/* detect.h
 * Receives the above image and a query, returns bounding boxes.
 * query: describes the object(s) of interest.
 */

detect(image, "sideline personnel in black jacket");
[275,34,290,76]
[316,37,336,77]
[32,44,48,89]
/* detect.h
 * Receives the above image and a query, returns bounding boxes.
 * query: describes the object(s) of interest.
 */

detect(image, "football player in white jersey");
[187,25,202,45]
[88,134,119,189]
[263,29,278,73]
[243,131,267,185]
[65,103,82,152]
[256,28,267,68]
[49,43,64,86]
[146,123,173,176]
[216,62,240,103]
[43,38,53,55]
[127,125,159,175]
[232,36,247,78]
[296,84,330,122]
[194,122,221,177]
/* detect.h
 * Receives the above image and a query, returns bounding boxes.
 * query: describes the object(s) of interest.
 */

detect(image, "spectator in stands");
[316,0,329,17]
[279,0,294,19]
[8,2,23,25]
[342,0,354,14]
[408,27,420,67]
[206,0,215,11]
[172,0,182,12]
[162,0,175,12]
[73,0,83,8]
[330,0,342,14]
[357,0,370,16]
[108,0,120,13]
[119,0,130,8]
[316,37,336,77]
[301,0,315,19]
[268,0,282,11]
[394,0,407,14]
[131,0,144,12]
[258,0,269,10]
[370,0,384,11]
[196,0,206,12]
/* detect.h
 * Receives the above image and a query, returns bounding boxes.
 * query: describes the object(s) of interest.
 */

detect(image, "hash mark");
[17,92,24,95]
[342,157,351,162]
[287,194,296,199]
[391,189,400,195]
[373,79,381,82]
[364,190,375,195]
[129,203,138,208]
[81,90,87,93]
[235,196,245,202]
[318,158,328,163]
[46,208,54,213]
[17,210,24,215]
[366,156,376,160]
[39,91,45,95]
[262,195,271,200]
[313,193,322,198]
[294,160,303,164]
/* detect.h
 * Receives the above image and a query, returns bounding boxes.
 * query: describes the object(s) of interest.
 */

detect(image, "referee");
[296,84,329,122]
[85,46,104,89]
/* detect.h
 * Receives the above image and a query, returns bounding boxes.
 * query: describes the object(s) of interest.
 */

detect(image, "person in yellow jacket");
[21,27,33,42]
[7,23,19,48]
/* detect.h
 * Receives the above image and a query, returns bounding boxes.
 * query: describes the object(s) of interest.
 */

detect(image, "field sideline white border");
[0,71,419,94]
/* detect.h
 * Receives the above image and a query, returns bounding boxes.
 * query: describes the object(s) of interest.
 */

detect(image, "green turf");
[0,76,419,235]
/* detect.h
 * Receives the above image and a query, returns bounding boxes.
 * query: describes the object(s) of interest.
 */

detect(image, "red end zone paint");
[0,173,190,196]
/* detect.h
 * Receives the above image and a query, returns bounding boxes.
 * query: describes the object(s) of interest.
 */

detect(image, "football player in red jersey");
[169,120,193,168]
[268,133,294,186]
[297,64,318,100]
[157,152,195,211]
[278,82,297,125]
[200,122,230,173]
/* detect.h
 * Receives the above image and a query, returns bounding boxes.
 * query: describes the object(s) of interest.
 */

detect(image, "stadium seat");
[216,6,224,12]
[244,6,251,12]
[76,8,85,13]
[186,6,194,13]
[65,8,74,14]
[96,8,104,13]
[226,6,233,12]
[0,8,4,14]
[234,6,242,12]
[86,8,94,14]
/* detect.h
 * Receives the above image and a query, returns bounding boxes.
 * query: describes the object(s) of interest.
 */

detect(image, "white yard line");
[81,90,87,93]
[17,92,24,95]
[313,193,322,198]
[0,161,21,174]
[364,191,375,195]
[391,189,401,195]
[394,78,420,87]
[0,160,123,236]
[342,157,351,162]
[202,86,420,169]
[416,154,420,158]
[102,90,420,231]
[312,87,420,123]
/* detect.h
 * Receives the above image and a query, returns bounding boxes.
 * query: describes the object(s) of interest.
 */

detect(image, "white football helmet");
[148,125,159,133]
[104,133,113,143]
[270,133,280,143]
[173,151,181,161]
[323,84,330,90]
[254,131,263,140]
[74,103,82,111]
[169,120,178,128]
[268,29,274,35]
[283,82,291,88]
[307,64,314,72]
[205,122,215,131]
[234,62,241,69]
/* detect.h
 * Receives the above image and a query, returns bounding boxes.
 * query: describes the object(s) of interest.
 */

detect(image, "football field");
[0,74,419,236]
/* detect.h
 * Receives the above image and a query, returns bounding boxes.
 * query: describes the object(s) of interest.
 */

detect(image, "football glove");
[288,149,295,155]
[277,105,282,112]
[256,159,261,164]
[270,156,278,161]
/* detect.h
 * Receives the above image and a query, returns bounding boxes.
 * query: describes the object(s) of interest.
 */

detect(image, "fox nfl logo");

◆ **WORK ORDER**:
From top to bottom, please output the material exactly.

◆ **EXERCISE RESPONSE**:
/* detect.h
 * Receives the above image and a query, returns bounding boxes.
 * query: describes the object(s) of interest.
 */

detect(image, "sideline personnel in black jacket");
[275,34,290,76]
[316,37,336,77]
[32,44,48,89]
/* detect.h
 * Receives the above image and a query, returns bounding boxes.
 * query: describes the object(s) of interest.
 */

detect(image, "football player in white jersey");
[187,25,202,45]
[88,134,119,189]
[263,29,278,73]
[243,131,267,185]
[65,103,82,152]
[256,28,267,68]
[49,43,64,86]
[146,123,173,176]
[216,62,240,103]
[43,38,53,55]
[127,125,159,175]
[232,36,247,78]
[296,84,330,122]
[194,122,221,177]
/* detect.h
 * Receives the above image and a query, returns bounding boxes.
 * query: describes the object(s) of interest.
 */

detect(image, "spectator in stands");
[316,0,329,17]
[279,0,294,19]
[8,2,23,25]
[342,0,354,14]
[408,27,420,67]
[206,0,215,11]
[172,0,182,12]
[162,0,175,12]
[73,0,83,8]
[330,0,342,14]
[357,0,370,16]
[108,0,120,13]
[119,0,130,8]
[316,37,336,77]
[301,0,315,19]
[268,0,282,11]
[394,0,407,14]
[131,0,144,12]
[258,0,269,10]
[370,0,384,11]
[196,0,206,12]
/* detect.h
 * Receives the above image and a query, returns bounding boxes.
 * query: describes the object(s) of interest.
 */

detect(image, "hash mark");
[17,92,24,95]
[342,157,351,162]
[287,194,296,199]
[391,189,400,195]
[373,79,381,82]
[364,190,375,195]
[129,203,138,208]
[81,90,87,93]
[235,196,245,202]
[318,158,328,163]
[46,208,54,213]
[17,210,24,215]
[366,156,376,160]
[39,91,45,95]
[262,195,271,200]
[313,193,322,198]
[294,160,303,164]
/* detect.h
 * Receives the above image and a query, returns bounding boxes.
 * query: describes the object(s) of interest.
 */

detect(image, "referee");
[296,84,329,122]
[85,46,104,89]
/* detect.h
 * Receives the above image and a query, returns bounding boxes.
 * query: describes the object(s) of interest.
 */

detect(image, "person in yellow jacket");
[21,27,33,42]
[7,23,19,48]
/* detect.h
 * Receives the above image and a query, returns bounding boxes.
 * query: describes the object(s) of interest.
 */

detect(image, "field sideline white border");
[0,71,419,94]
/* detect.h
 * Receives the above image and a query, returns bounding boxes.
 * query: describes the object(s) of interest.
 */

detect(image, "green turf");
[0,76,419,235]
/* detect.h
 * Receives the above image and a query, returns bounding boxes.
 * query: describes the object(s) of interest.
 */

detect(image, "red end zone paint");
[0,173,190,196]
/* detect.h
 * Receives the above image and a query, returns bounding boxes.
 * query: describes the object(s) of interest.
 */

detect(image, "football player in red jersey");
[169,120,193,168]
[268,133,294,186]
[297,64,318,100]
[157,152,195,211]
[278,82,297,125]
[200,122,230,173]
/* detect.h
 * Receives the above image and a query, returns bounding boxes.
 * query: describes the object(s) of interest.
 */

detect(image, "stadium seat");
[216,6,224,12]
[244,6,251,12]
[76,8,85,13]
[186,6,194,13]
[65,8,74,14]
[96,8,104,13]
[226,6,233,12]
[0,8,4,14]
[234,6,242,12]
[86,8,94,14]
/* detect.h
 * Receives the above image and a query, returns bounding boxes.
 * query: describes the object(s) of interest.
 */

detect(image, "white yard line");
[81,90,87,93]
[17,92,24,95]
[313,193,322,198]
[0,161,21,174]
[364,191,375,195]
[391,189,401,195]
[394,78,420,87]
[0,160,123,236]
[342,157,351,162]
[202,86,420,169]
[416,154,420,158]
[102,90,420,231]
[312,87,420,123]
/* detect.h
 * Receives the above image and a query, returns bounding boxes.
 * query: describes the object(s) of interest.
 */

detect(image, "white football helmet");
[148,125,159,133]
[104,133,113,143]
[270,133,280,143]
[173,151,181,161]
[323,84,330,90]
[254,131,263,140]
[74,103,82,111]
[169,120,178,128]
[268,29,274,35]
[283,82,291,88]
[307,64,314,72]
[205,122,215,131]
[234,62,241,69]
/* detect.h
 * Receives the above image and a query, returns bounding boxes.
 * query: describes the object(s) of interest.
 */

detect(image, "football field");
[0,74,419,236]
/* detect.h
 * Receives the above image and a query, returns bounding boxes.
 * query: describes the object(s) of interest.
 */

detect(image, "football glove");
[288,149,295,155]
[277,105,282,112]
[256,159,261,164]
[270,156,278,161]
/* detect.h
 * Receives the above image and a query, returns bounding boxes.
 * query: describes the object(s) of interest.
 */

detect(image, "fox nfl logo");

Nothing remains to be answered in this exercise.